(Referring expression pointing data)
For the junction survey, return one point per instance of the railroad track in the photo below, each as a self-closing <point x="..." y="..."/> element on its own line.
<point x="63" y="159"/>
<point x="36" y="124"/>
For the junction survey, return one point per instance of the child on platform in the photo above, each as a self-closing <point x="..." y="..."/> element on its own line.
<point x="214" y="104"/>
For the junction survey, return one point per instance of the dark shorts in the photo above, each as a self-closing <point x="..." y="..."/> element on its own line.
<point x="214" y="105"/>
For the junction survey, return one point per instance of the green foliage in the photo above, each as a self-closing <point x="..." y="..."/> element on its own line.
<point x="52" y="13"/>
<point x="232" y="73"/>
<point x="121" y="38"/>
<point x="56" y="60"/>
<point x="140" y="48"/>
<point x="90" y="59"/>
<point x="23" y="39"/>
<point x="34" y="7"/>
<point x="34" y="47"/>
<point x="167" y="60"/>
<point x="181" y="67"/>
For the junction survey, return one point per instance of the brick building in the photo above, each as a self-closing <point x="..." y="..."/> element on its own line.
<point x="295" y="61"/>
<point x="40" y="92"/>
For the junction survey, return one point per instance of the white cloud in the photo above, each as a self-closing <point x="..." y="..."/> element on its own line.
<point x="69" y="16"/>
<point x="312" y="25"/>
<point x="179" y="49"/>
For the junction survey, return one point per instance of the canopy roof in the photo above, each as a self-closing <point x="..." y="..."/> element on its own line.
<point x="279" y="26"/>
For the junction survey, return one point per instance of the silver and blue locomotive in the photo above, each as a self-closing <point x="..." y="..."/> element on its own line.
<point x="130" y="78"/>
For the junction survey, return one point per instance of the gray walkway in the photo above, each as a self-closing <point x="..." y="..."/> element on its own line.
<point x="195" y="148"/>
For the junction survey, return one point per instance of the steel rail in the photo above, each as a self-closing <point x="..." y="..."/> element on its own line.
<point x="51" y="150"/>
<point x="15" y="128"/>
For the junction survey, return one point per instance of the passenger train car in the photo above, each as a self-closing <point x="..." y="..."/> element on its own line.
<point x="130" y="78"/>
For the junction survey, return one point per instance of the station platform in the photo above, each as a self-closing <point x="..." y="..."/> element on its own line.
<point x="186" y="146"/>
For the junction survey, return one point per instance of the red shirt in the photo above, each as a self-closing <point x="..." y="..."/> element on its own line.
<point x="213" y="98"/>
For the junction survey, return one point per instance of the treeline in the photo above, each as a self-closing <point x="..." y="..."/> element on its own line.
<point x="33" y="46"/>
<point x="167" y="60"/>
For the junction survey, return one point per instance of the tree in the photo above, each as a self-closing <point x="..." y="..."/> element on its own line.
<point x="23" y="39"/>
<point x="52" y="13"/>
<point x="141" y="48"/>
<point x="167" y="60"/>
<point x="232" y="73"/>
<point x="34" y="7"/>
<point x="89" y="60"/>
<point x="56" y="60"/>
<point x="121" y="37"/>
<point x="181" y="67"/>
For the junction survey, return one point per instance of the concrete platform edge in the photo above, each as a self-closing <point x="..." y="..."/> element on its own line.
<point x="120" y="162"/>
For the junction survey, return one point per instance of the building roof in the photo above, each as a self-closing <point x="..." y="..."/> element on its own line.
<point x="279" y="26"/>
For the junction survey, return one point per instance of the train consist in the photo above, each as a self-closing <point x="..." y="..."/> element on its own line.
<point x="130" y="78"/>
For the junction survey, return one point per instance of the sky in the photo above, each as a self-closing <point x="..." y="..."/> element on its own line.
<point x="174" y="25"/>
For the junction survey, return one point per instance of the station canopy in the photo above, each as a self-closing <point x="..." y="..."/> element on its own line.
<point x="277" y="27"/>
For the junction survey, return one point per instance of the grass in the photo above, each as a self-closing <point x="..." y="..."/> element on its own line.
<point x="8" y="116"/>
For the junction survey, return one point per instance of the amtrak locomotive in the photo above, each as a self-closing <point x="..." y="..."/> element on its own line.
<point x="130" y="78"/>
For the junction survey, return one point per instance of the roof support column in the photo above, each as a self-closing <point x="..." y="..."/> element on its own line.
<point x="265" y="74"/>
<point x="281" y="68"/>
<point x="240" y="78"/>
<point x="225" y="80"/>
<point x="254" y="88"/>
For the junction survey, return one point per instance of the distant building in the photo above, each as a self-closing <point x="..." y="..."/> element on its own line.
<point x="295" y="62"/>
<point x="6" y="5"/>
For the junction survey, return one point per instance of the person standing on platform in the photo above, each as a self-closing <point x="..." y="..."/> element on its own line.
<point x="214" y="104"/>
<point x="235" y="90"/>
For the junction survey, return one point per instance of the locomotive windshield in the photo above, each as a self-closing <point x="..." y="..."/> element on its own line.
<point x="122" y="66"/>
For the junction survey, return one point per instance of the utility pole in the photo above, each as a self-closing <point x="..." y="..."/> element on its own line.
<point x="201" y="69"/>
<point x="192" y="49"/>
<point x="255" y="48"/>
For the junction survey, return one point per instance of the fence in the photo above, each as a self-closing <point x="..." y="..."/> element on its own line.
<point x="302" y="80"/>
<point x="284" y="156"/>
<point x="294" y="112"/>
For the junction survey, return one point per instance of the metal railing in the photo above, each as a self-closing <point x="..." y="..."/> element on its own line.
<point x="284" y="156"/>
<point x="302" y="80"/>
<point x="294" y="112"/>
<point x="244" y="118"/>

Exercise aim –
Reproduce only those lines of the entries above that run from the line with "of the person" to the final line.

Exercise output –
For the junction survey, return one point per instance of the person standing on platform in the photo above, each as a self-closing <point x="..." y="..."/> element on its own line.
<point x="214" y="104"/>
<point x="235" y="90"/>
For the junction survey, return one point per instance of the locomotive windshield in the photo above, each as a self-closing <point x="..." y="..."/> element on its own line.
<point x="122" y="66"/>
For the junction survey, return one point per instance of the utility pole in the photo above, each as a self-closing <point x="..." y="..."/> element on its own line.
<point x="201" y="69"/>
<point x="192" y="49"/>
<point x="255" y="48"/>
For the junction survey, return one point per instance of the fence in the photo above, each as a self-closing <point x="..." y="..."/> element on its own line.
<point x="302" y="80"/>
<point x="284" y="156"/>
<point x="294" y="112"/>
For the junction survey, return one point per instance of the metal railing in the photo above, each as a self-closing <point x="..." y="..."/> element on its own line.
<point x="284" y="156"/>
<point x="302" y="80"/>
<point x="294" y="112"/>
<point x="244" y="118"/>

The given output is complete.